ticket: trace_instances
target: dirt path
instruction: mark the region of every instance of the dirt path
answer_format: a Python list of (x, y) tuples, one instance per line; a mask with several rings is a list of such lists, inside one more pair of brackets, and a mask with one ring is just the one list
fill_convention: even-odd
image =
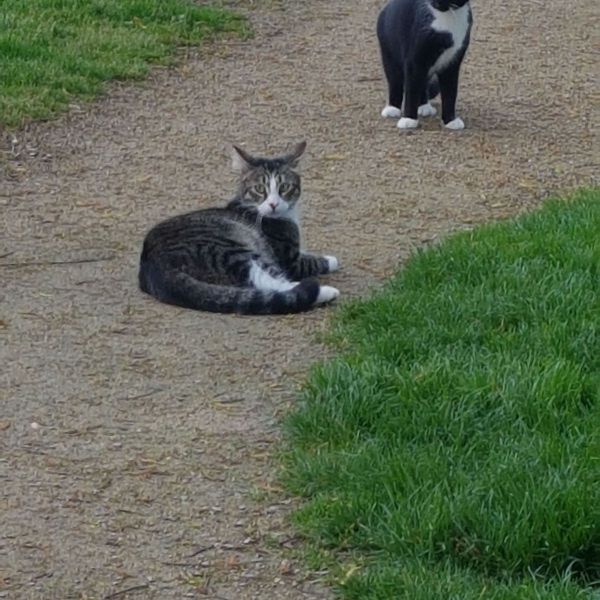
[(259, 3), (254, 40), (17, 134), (0, 162), (0, 598), (329, 597), (282, 565), (271, 452), (334, 309), (160, 305), (136, 288), (145, 230), (227, 199), (230, 142), (306, 138), (307, 245), (341, 259), (349, 298), (415, 247), (589, 183), (599, 148), (595, 0), (475, 2), (468, 129), (408, 135), (379, 118), (381, 4)]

──────────────────────────────

Work to do:
Copy these lines word for word, leaving out the picture.

Solution to this problem:
ticket: trace_instances
target: dirt path
instruction: mark the region of every instance of the dirt path
answer_format: a Python list of (x, y) tuples, one instance per line; a mask with several rings is a list of such lists, inside one more pair of brackets, and a mask with one ring is just the one list
fill_convention: even-odd
image =
[(259, 3), (254, 40), (17, 134), (0, 162), (0, 598), (329, 597), (282, 565), (271, 452), (334, 309), (160, 305), (136, 288), (145, 230), (227, 199), (230, 142), (306, 138), (307, 245), (341, 259), (349, 298), (415, 247), (589, 183), (599, 148), (595, 0), (475, 2), (468, 129), (408, 135), (379, 118), (381, 4)]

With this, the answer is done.